- _TEXT SHOWN_:
* * * * * * * * *
More thoughts coming soon on my dramatic change in grading policy! (I sound like an advertisement…)
In the meantime, I’ve just finished teaching a poetry unit and thought I’d share some ideas.
The first time I taught a poetry unit to high school students a few years ago, I knew I was in for a rough time. I remembered how much I hated poetry when I was in high school (even though I loved reading challenging prose like Augustine and Dostoevsky). Indeed, from the moment I uttered the word “poetry” in connection to our next unit of study to my kids, I got so many groans and eye-rolls that I briefly considered skipping the thing altogether.
What helped me most was reflecting on the reasons I used to hate poetry. They were pretty straightforward and can pretty much be summed up by one idea:
I hated that poets were being difficult and obscure on purpose.
As a relatively open-minded high school student, I could forgive Shakespeare for the fact that his language reflected the 16th century and even Hawthorne for his interminable sentences and hopelessly flowery diction – he was a 19th century Romantic, after all. Charles Dickens was making money to support himself for every unnecessary descriptive paragraph he wrote in Great Expectations, and I could even forgive Flannery O’Connor and Faulkner for their mysterious and disturbing characters and plot twists.
I could not, however, forgive Emily Dickinson for her inexplicable dashes.
Nor e. e. cummings for his annoying rejection of simple capitalization and punctuation.
Nor Sylvia Path for her confessional whining.
Nor, especially, William Carlos Williams for his infuriating wheelbarrow.
What made things much worse was the fact that I felt like my high school English teachers were demanding that we find the “deeper meaning” of these stupid puzzles. But of course I had no idea what Emily meant by her “Certain Slant of Light” nor what “One Art” Miss Elizabeth Bishop was referring to nor why Edgar Allan Poe was so obsessed by some lady named “Annabelle Lee”. And yet my teachers seem to think the answers were obvious.
* * * * * * * * *
- _WORKING DATA_:

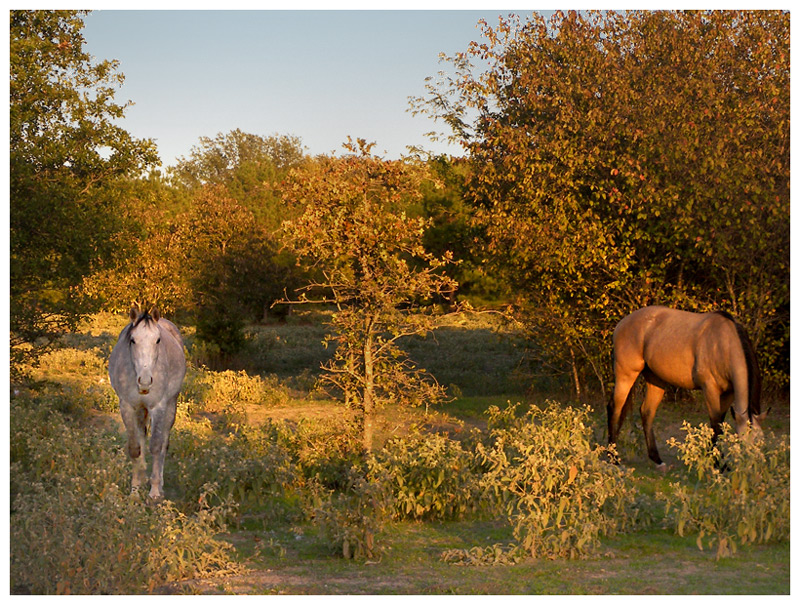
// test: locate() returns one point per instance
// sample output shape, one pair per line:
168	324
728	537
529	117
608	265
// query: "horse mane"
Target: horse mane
753	371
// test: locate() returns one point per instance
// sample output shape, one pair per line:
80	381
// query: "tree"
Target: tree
66	154
249	166
620	160
354	233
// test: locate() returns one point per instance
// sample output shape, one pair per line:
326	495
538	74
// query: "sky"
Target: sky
319	75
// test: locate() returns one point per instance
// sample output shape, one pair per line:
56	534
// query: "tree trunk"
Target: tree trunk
369	389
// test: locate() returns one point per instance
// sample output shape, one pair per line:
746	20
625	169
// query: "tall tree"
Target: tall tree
372	265
620	160
65	153
249	166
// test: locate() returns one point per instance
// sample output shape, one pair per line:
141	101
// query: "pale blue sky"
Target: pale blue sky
319	75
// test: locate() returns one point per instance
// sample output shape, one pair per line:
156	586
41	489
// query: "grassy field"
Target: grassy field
482	364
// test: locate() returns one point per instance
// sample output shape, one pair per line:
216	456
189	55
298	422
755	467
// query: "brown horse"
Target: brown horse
707	351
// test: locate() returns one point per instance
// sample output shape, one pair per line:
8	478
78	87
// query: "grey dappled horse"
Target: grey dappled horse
707	351
146	368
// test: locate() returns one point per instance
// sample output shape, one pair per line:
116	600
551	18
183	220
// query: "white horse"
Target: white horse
146	369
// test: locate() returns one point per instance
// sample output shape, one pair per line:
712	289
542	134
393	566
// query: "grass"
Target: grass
483	364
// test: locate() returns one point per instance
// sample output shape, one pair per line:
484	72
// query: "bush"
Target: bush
249	466
229	393
351	518
734	492
558	489
430	477
76	529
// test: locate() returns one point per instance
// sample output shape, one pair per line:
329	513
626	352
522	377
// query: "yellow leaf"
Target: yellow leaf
573	472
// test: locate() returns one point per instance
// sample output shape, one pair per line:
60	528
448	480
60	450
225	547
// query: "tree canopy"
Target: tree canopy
626	159
65	153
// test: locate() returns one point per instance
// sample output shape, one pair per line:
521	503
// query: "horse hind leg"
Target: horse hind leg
620	404
654	393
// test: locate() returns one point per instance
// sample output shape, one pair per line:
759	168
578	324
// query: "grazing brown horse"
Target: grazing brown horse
707	351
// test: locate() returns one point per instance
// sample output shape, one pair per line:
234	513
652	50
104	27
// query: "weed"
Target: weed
735	491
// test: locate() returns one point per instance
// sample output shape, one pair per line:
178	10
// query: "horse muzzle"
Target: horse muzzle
144	384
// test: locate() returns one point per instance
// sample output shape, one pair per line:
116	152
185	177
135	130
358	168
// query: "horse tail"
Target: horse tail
753	370
753	373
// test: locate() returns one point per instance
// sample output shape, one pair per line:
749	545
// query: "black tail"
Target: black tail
753	373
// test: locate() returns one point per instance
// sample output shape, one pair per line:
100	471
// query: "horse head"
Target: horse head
144	339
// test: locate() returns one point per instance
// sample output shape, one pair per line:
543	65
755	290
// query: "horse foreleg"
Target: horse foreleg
135	420
654	393
162	418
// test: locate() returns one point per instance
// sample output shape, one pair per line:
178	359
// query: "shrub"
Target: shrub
350	519
734	492
76	529
430	477
558	489
250	466
229	393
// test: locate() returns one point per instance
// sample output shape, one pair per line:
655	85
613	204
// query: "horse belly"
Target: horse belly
675	369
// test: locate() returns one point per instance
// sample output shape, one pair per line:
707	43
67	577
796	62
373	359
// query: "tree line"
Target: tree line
611	160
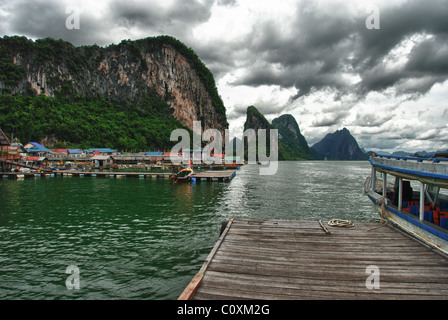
* * * * * * * * *
- _WORK INSTRUCTIONS_:
**1.** Reproduce the passage of the poetry-teaching post, everything from "More thoughts coming" down to "share some ideas.", as it appears in the text.
**2.** Give the number of lines in the listing that contain the word "white", and nothing else.

- _RESPONSES_:
**1.**
More thoughts coming soon on my dramatic change in grading policy! (I sound like an advertisement…)
In the meantime, I’ve just finished teaching a poetry unit and thought I’d share some ideas.

**2.** 2